[Natural-language object grounding data]
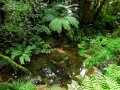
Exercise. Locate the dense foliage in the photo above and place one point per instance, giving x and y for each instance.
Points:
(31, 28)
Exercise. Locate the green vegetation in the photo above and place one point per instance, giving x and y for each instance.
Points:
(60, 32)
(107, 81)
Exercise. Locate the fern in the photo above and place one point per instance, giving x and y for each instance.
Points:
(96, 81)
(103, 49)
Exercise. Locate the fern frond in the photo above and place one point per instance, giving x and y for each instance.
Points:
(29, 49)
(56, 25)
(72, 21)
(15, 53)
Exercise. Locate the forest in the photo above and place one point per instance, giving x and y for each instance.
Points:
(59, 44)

==

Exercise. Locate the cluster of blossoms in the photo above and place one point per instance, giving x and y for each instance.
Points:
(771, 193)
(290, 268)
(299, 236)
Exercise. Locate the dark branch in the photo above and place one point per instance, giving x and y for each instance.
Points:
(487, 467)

- _PROBLEM TO SOLVE_
Your answer should be one number: how many lines above include the word "Exercise".

- _OUTPUT OF THE TASK_
7